**Records provided**
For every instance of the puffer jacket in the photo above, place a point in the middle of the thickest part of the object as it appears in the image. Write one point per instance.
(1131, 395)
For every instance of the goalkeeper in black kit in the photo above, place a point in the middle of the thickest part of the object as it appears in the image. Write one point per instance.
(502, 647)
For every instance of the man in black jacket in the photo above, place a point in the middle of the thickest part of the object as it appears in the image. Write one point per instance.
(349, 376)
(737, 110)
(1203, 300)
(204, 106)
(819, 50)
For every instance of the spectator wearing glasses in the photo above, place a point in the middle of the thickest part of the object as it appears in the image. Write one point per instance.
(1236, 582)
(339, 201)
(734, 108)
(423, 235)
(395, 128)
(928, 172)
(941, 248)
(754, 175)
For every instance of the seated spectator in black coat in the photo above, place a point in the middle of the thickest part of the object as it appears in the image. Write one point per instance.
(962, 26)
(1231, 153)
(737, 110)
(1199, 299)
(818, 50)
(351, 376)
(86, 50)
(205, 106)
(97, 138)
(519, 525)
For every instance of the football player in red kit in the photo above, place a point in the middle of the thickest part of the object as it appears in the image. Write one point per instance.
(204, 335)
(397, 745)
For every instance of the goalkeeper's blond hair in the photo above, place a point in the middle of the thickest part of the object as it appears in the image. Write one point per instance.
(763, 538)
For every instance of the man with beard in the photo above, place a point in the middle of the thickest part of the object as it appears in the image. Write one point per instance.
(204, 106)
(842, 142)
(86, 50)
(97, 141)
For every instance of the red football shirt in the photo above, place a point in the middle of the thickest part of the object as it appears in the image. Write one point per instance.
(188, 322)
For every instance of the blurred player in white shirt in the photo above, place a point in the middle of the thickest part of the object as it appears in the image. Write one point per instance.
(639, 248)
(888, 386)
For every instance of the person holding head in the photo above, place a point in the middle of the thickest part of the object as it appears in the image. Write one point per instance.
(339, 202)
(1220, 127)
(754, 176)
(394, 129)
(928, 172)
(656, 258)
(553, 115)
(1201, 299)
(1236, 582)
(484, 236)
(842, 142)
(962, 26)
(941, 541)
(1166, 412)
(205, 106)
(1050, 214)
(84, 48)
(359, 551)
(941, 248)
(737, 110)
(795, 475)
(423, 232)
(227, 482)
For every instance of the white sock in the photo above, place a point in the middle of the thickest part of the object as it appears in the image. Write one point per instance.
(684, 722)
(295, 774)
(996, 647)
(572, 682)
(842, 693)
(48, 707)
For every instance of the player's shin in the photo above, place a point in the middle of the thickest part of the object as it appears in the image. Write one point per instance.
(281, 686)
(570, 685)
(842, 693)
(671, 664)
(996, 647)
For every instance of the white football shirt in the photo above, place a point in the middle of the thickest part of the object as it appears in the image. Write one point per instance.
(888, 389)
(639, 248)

**Problem to work on**
Copy all of the entries above word for word, keeping every line in its original order.

**Right answer**
For every instance of the puffer jacket in the photo above, place a point in the middle of the thickest part of the object as it appears in the image. Write one point per instance.
(1131, 395)
For every instance of the goalkeeper in black kit in the photo above, place a point in the middle of the thickest part of the object as it appears in the image. Write one point per instance.
(502, 647)
For every instance of the man in black jacket in the photo above, place a point in the middle of the thickest part of the object as it appears in the image. Write one point per instance.
(349, 376)
(737, 110)
(1203, 300)
(204, 106)
(819, 50)
For every instance of the spectator wearing glasses in the photo above, place a point in the middle of the thickest part of the object as it appears in the image. Write one point per instance.
(1236, 582)
(339, 201)
(734, 108)
(423, 235)
(395, 128)
(928, 172)
(941, 248)
(754, 175)
For every instance of the seated spectator in black coat in the photo above, place a point in the middle of the thickest part of the object as it appears in the image. Write one point per instance.
(962, 26)
(1231, 153)
(737, 110)
(1199, 299)
(818, 50)
(351, 376)
(86, 50)
(205, 106)
(97, 138)
(519, 525)
For every instance of the football player in red kit in the photo above, place a point in the middle of the thickest part of the object as it appears in the image. Write one point per instance.
(204, 335)
(397, 745)
For every instance of the goalkeeper's blond hair in the photo above, place a point in the middle of the thickest part of the object as it appears in the image. Write one point per instance.
(763, 538)
For every instance of the man with beard in the photo above, place a point in the middle of the thickest part of the object as it appears in the image. Write one point per instance.
(204, 106)
(842, 142)
(86, 50)
(97, 141)
For every instance of the red football shirt in the photo above, place a point in the middle of the thickest part of the object as it appears in the image. Write one point per instance.
(188, 322)
For every instance of the blurred player in white shirt in the photo above, place a point in the middle of the thickest part of the object as it appears in the image. Write one point per instance.
(639, 248)
(888, 386)
For every instance of the person holding head in the photo above, place a point in the middle of the thickest part of the object as it appears in the image. Write one point per instance.
(339, 202)
(1220, 127)
(754, 176)
(394, 129)
(928, 172)
(656, 258)
(553, 115)
(1201, 299)
(1236, 582)
(484, 236)
(842, 142)
(962, 26)
(941, 541)
(1166, 412)
(205, 106)
(1050, 214)
(84, 48)
(359, 551)
(941, 248)
(737, 110)
(795, 475)
(423, 232)
(227, 482)
For every instance of the white sock in the photo above, place a point in the middle of the thickest part of the object as it appears in the image. Write one point per instance.
(684, 722)
(295, 774)
(996, 647)
(572, 682)
(842, 693)
(48, 707)
For every instance of the player's shin in the photo above, place a point in the middle of the thickest part of the object as it appears in the image. Write one point per instance.
(281, 686)
(570, 685)
(842, 693)
(671, 664)
(996, 647)
For every instance of the white football shirt in the photo above, place a point in the middle of the thickest part of the object as it appears in the image. Write one point per instance.
(888, 389)
(639, 248)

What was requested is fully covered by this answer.